### TASK DESCRIPTION
Across all the records, filter for lines with the word "logo" and copy them.

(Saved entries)
··········

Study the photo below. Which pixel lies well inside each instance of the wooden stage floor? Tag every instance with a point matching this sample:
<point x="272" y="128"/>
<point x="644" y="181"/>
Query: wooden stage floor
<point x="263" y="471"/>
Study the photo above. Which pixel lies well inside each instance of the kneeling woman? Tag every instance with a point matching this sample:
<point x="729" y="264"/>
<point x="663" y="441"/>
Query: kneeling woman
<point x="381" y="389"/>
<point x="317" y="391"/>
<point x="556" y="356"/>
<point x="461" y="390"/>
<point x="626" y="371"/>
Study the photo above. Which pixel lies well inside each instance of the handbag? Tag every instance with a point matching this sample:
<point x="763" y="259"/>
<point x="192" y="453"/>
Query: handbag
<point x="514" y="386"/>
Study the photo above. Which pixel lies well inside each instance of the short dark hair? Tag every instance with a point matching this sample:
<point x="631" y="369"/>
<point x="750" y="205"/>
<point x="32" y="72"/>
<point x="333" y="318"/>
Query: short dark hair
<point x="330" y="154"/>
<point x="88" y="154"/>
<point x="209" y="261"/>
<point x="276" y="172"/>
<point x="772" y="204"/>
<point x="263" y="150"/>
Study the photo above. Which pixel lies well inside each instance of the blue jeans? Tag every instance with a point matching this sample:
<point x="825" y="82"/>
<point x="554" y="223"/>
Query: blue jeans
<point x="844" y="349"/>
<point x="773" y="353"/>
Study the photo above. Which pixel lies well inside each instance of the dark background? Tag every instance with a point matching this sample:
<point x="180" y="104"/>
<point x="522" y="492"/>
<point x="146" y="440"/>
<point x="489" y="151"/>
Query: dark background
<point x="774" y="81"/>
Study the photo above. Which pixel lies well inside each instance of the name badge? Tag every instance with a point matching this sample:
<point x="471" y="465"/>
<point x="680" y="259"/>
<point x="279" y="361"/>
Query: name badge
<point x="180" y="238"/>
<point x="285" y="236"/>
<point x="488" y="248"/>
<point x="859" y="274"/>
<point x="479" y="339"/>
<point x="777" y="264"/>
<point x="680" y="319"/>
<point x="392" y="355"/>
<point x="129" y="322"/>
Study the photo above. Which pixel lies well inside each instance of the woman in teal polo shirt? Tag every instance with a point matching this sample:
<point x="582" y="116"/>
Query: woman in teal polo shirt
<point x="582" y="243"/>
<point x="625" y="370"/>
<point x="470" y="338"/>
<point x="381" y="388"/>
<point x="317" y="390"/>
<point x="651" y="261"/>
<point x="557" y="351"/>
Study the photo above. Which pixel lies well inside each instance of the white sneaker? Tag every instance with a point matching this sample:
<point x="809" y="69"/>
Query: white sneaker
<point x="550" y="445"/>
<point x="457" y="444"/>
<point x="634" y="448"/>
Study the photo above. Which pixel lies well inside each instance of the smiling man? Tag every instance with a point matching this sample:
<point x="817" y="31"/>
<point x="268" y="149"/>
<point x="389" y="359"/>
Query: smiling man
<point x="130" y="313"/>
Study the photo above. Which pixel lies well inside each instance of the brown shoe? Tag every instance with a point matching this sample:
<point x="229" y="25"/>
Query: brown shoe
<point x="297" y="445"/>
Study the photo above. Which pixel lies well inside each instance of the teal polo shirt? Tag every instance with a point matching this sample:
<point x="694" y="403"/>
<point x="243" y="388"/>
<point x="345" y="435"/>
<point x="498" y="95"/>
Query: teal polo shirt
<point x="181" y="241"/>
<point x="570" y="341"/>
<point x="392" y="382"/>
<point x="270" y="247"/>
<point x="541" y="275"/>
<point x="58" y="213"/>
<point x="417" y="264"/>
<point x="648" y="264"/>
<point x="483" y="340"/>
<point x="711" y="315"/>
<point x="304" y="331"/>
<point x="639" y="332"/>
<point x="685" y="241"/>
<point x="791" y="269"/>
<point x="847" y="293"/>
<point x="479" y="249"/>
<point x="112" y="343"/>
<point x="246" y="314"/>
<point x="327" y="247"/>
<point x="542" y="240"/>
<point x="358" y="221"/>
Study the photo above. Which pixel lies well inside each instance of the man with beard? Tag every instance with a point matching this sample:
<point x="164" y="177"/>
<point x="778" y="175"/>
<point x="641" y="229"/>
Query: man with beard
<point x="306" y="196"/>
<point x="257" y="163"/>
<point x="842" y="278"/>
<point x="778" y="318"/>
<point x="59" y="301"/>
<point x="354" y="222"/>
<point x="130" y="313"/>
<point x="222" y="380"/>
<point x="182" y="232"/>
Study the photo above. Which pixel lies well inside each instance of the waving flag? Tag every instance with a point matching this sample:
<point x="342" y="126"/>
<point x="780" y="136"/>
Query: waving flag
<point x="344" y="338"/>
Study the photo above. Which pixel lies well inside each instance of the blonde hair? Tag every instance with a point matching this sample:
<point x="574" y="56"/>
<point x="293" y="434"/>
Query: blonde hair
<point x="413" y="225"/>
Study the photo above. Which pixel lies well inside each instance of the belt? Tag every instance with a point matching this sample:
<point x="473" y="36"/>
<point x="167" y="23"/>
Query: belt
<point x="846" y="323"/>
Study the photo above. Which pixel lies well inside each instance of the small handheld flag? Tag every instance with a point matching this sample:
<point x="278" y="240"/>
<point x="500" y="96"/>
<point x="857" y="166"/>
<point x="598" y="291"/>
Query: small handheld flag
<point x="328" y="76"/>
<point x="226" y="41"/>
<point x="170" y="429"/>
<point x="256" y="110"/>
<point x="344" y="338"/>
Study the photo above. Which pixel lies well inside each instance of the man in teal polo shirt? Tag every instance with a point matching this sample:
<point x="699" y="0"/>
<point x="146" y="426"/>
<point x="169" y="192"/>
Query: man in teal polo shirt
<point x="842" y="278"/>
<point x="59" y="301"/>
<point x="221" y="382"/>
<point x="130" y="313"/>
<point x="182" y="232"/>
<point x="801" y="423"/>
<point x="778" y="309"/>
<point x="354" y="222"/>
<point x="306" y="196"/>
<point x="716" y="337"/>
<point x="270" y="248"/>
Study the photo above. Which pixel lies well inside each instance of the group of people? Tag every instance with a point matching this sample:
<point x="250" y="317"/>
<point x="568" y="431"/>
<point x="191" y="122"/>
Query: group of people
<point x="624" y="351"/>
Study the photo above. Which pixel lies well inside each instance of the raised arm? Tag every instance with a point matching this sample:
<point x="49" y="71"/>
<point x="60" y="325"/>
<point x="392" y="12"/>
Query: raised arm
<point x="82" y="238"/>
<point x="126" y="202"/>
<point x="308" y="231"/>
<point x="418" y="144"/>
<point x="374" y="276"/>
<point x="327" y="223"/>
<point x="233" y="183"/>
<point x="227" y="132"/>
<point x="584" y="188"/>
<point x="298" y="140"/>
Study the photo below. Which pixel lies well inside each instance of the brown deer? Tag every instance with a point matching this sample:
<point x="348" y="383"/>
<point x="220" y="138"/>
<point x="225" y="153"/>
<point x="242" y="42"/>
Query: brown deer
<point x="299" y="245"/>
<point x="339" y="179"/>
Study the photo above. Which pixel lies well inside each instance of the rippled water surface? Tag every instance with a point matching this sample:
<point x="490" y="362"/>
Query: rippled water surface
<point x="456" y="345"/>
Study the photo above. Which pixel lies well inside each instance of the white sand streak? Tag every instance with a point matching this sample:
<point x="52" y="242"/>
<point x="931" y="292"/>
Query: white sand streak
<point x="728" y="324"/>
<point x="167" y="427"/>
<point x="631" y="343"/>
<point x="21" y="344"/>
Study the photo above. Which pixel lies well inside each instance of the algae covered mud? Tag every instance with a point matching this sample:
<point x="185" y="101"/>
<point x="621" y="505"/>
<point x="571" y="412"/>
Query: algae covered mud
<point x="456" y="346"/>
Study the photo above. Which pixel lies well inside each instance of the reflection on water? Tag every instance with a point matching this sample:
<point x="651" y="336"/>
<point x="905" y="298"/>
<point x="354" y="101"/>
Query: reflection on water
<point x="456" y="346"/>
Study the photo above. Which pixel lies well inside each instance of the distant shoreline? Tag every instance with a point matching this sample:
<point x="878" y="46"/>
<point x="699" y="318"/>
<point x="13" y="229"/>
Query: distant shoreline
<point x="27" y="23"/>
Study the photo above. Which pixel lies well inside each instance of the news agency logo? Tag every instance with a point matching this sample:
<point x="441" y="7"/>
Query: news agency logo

··········

### EXERCISE OUTPUT
Study the photo above. Which pixel lies well inside each instance of the news agency logo? Tag every instance with a point matching this sample:
Query: news agency logo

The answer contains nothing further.